**EXERCISE PROMPT:**
Every line with "wooden" in it should be copied from the data.

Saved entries
<<<<

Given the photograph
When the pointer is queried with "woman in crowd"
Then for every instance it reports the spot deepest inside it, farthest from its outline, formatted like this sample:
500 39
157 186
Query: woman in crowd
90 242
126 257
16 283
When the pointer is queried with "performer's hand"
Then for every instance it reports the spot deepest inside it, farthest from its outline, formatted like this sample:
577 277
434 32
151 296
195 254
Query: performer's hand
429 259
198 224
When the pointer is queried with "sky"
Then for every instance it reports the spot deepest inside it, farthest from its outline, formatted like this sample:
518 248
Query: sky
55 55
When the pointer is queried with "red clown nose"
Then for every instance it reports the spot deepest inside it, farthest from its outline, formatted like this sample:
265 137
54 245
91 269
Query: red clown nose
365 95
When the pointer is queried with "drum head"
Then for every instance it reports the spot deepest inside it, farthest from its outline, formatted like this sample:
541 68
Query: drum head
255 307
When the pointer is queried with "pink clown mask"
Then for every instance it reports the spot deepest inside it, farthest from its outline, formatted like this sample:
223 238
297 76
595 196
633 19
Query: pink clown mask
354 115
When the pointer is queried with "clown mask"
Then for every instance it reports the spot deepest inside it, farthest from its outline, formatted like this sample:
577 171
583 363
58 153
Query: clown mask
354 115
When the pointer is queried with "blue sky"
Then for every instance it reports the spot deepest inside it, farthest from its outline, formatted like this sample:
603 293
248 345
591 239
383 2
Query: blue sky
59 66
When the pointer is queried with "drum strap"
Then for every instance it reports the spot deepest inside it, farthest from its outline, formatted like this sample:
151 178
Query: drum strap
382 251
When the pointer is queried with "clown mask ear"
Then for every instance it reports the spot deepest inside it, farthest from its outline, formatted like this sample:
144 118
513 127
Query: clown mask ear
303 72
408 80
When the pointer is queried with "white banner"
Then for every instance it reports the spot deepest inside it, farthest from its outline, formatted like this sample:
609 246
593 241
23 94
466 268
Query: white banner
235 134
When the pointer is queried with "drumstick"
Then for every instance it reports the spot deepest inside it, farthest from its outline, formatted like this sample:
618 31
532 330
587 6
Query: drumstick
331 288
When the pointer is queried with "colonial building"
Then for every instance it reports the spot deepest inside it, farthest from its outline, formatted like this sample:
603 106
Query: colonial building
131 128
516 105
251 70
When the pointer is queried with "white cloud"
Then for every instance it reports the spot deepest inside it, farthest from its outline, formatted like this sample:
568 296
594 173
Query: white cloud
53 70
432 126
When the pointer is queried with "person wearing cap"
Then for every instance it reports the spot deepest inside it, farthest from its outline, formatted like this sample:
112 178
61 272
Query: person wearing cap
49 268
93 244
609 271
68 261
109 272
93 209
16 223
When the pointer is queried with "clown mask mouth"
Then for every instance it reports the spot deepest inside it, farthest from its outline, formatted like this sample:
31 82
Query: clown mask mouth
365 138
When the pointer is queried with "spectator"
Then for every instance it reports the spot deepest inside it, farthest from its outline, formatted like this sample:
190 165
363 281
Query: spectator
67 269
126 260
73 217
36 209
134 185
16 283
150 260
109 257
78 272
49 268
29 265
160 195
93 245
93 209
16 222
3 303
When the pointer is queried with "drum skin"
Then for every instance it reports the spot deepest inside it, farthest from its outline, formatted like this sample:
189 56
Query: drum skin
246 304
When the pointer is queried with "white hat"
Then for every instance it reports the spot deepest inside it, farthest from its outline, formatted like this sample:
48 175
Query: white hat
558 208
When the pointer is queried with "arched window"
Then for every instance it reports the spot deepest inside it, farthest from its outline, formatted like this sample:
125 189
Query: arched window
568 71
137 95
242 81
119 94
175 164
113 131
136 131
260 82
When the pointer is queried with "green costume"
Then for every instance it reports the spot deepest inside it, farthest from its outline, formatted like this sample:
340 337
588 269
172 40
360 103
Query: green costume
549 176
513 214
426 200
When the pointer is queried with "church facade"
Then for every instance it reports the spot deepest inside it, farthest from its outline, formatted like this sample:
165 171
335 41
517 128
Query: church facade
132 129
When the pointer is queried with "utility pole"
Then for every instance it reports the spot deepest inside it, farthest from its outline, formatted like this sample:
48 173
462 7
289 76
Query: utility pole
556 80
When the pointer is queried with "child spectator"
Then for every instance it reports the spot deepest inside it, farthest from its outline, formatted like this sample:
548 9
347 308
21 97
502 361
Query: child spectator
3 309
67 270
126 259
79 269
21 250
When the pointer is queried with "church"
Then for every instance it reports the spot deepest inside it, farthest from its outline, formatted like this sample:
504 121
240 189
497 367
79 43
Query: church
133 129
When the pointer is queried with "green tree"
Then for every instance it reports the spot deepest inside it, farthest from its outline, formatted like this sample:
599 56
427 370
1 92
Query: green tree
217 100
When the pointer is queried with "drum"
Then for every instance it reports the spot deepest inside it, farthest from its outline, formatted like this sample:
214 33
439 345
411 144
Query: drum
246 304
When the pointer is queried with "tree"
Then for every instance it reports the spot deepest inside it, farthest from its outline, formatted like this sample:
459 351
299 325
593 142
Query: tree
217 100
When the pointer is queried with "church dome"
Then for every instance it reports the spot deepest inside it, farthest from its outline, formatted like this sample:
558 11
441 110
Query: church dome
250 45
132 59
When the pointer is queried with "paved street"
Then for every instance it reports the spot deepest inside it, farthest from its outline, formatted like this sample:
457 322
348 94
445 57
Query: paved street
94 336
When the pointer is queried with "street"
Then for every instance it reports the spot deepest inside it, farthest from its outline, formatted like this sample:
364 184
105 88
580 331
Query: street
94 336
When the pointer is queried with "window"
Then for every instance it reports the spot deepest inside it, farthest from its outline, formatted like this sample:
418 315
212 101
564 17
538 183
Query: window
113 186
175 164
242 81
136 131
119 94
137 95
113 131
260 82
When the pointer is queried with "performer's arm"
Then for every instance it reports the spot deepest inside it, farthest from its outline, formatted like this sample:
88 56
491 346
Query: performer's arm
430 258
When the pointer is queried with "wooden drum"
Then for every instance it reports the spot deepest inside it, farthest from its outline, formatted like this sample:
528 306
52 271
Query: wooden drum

>>>>

**RESPONSE TO THIS TASK:**
When the pointer is queried with "wooden drum"
Query: wooden drum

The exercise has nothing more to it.